Records from a data collection
⁂
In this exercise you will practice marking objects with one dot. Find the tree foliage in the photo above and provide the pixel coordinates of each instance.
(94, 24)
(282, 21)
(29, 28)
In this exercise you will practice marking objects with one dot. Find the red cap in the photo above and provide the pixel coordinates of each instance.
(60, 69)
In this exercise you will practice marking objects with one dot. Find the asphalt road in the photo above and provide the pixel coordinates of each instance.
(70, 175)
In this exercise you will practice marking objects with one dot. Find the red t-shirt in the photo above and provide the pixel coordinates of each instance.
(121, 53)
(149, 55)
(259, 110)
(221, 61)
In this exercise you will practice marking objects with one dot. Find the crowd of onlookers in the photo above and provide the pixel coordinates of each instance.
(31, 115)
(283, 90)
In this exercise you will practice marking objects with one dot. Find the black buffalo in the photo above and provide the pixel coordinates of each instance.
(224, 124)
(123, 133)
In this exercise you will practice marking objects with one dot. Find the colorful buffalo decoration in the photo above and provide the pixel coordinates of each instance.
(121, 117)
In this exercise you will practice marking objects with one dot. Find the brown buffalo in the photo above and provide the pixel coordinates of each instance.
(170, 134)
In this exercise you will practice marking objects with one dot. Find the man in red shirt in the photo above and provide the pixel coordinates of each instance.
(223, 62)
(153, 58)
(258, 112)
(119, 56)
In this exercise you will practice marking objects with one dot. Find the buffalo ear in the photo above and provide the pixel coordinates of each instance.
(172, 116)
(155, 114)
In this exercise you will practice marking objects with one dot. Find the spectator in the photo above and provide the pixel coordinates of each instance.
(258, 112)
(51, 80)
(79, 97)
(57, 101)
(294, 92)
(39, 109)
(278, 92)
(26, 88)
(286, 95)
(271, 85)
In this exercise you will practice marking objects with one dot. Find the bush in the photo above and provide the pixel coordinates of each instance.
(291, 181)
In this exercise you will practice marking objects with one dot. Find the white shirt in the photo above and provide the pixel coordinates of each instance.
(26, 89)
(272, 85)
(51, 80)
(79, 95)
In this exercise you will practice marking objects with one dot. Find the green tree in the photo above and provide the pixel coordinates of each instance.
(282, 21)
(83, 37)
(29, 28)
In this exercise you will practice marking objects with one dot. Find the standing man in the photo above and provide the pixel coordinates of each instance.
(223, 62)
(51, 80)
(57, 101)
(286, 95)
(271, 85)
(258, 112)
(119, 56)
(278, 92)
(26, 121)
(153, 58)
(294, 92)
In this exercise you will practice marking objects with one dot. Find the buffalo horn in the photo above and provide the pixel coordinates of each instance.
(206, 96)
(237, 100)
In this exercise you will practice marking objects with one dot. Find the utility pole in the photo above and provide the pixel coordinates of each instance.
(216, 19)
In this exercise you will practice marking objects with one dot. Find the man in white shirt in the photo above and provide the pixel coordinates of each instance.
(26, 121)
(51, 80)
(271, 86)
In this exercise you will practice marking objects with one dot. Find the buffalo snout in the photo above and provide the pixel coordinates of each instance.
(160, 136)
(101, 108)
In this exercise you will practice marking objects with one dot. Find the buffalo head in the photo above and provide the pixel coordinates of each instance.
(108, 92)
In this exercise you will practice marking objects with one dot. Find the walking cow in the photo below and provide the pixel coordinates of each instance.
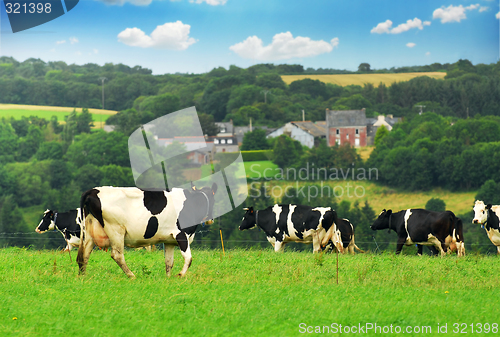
(488, 216)
(290, 223)
(67, 223)
(423, 227)
(118, 217)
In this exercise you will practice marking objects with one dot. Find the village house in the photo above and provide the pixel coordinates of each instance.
(346, 126)
(307, 132)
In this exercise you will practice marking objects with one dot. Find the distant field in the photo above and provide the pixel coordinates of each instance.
(378, 197)
(18, 110)
(361, 79)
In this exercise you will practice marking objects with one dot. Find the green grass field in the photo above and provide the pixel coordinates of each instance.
(362, 79)
(17, 111)
(244, 293)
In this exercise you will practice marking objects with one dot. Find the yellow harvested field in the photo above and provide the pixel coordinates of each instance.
(53, 108)
(362, 79)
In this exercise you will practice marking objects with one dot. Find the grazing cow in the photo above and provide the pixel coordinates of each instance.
(118, 217)
(423, 227)
(290, 223)
(488, 216)
(341, 233)
(67, 223)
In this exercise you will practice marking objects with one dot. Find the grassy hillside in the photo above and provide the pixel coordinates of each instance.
(18, 110)
(244, 293)
(361, 79)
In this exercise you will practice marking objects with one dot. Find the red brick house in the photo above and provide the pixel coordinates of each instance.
(346, 126)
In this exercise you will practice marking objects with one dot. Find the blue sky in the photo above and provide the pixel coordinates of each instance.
(196, 36)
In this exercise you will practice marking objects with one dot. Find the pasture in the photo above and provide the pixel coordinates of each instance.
(362, 79)
(243, 293)
(18, 110)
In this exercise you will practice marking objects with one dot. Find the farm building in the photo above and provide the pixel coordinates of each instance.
(346, 126)
(239, 131)
(307, 133)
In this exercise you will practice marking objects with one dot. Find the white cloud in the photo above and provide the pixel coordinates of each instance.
(453, 13)
(383, 27)
(415, 23)
(386, 27)
(171, 35)
(210, 2)
(284, 46)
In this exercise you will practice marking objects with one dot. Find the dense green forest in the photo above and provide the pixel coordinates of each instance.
(454, 144)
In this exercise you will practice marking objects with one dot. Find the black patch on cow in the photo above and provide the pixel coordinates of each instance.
(90, 203)
(151, 228)
(182, 241)
(155, 201)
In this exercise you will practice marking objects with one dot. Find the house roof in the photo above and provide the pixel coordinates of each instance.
(340, 118)
(315, 129)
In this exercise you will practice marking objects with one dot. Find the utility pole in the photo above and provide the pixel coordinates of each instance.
(265, 92)
(421, 108)
(102, 79)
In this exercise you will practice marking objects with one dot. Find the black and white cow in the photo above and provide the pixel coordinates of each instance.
(423, 227)
(341, 234)
(118, 217)
(67, 223)
(290, 223)
(488, 216)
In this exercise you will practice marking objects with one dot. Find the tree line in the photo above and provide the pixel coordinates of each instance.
(239, 94)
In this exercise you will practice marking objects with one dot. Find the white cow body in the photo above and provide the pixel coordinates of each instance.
(481, 217)
(135, 218)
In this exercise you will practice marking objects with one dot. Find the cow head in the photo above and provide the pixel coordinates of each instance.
(382, 222)
(248, 220)
(480, 212)
(47, 223)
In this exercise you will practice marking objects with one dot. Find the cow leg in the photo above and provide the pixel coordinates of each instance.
(185, 252)
(400, 244)
(316, 243)
(279, 246)
(117, 240)
(461, 249)
(419, 249)
(84, 253)
(169, 258)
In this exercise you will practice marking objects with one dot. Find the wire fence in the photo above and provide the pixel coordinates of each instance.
(37, 236)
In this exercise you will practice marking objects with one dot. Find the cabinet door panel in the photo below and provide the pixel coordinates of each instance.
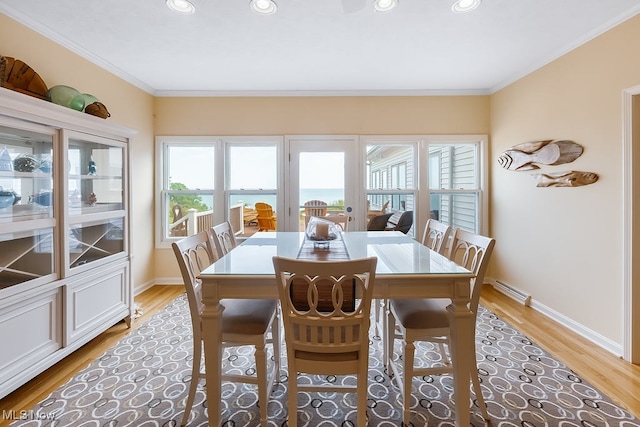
(29, 331)
(26, 256)
(90, 302)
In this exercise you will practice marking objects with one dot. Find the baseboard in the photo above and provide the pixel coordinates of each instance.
(514, 293)
(160, 282)
(588, 334)
(579, 329)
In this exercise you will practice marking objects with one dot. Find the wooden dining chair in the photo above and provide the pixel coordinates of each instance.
(436, 236)
(326, 339)
(223, 238)
(244, 322)
(412, 320)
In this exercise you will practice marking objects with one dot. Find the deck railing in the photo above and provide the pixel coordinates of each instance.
(194, 222)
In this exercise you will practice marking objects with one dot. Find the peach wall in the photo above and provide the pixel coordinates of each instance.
(128, 105)
(563, 246)
(316, 115)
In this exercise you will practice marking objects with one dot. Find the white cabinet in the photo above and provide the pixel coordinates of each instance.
(64, 233)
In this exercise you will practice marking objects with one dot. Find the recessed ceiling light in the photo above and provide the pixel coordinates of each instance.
(265, 7)
(181, 6)
(462, 6)
(384, 5)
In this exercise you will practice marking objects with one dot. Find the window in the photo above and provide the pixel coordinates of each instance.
(252, 176)
(187, 184)
(455, 184)
(206, 180)
(391, 176)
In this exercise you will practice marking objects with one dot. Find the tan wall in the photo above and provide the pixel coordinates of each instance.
(128, 105)
(564, 245)
(316, 115)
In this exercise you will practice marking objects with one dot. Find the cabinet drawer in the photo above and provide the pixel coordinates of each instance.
(30, 330)
(96, 300)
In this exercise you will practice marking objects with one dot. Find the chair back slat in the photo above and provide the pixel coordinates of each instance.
(194, 254)
(330, 320)
(473, 252)
(436, 235)
(223, 238)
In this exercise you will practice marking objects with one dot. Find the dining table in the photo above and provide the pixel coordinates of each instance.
(406, 269)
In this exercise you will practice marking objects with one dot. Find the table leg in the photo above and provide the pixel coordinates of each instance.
(212, 337)
(462, 348)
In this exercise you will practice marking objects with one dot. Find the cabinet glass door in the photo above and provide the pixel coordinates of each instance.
(27, 224)
(96, 188)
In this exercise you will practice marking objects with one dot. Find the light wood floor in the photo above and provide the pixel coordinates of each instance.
(613, 376)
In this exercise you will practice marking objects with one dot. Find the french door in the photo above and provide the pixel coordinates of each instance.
(322, 169)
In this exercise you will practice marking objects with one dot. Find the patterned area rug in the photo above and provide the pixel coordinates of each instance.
(143, 381)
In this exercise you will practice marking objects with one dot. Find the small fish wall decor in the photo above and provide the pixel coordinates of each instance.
(531, 155)
(565, 179)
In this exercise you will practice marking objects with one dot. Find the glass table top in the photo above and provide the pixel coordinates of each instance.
(397, 253)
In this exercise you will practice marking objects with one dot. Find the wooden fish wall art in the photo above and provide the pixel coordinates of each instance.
(530, 155)
(565, 179)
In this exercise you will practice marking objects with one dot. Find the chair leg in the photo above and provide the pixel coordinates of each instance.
(362, 395)
(275, 337)
(389, 337)
(292, 399)
(377, 328)
(195, 379)
(409, 354)
(261, 373)
(477, 390)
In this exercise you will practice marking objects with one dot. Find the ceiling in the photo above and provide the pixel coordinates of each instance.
(316, 47)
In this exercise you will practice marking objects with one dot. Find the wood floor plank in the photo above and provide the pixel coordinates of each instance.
(26, 397)
(613, 376)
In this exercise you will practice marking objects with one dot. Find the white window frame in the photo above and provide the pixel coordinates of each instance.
(482, 173)
(221, 191)
(235, 141)
(421, 191)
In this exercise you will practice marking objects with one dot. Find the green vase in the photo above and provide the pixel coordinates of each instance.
(66, 96)
(89, 99)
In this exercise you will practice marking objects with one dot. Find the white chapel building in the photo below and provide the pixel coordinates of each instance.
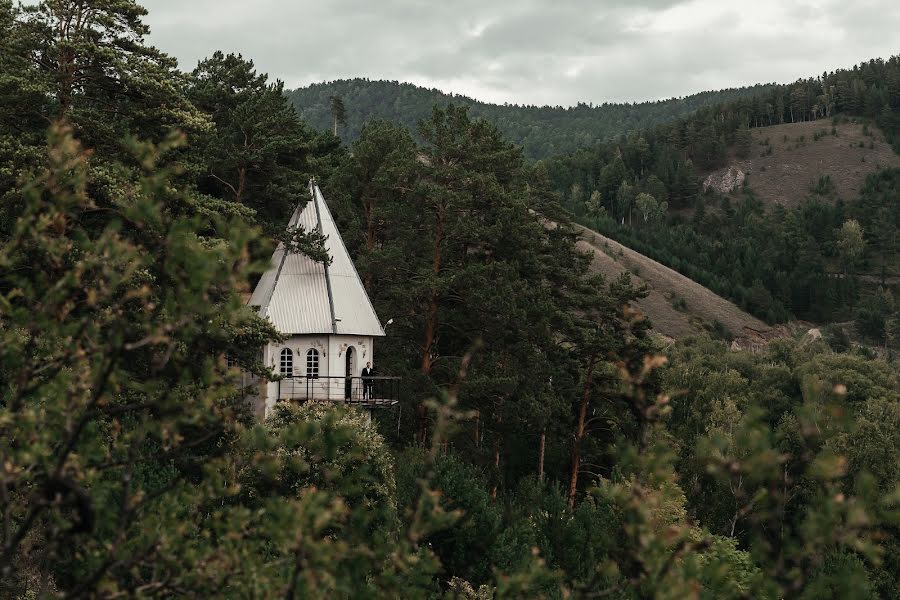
(330, 321)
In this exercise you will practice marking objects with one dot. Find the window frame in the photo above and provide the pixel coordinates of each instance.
(312, 363)
(286, 362)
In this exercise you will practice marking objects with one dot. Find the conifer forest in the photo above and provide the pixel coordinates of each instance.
(550, 440)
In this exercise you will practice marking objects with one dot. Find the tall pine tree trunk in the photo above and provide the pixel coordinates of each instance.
(579, 433)
(541, 449)
(370, 238)
(431, 325)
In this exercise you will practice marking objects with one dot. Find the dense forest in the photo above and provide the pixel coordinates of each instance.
(811, 261)
(548, 445)
(542, 131)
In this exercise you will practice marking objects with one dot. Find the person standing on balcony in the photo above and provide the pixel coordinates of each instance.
(367, 373)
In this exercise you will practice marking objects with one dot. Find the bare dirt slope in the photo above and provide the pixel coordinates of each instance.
(697, 307)
(786, 161)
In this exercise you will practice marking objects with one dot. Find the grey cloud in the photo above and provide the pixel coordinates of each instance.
(534, 51)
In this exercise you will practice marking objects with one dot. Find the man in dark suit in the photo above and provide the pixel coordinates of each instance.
(368, 383)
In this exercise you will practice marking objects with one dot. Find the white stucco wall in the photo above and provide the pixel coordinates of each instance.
(332, 362)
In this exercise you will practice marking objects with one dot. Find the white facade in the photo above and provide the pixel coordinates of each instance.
(326, 312)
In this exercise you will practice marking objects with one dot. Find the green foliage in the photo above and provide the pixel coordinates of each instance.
(542, 130)
(561, 457)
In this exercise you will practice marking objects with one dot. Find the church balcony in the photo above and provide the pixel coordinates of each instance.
(357, 391)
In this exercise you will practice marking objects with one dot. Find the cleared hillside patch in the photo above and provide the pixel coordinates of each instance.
⁂
# PROBLEM TO WORK ON:
Write out, exactly as shown, only the lines running from the one that contains "Find the church" to the last line above.

# ANSWER BOX:
In this exercise you will practice marking objects with one dot. Find the church balcony in the photo above and provide the pixel coordinates of each instance.
(357, 391)
In this exercise you will practice marking objects with one dot. Find the cleared hillside patch in the photo above and provide the pixel coordinates of each instance.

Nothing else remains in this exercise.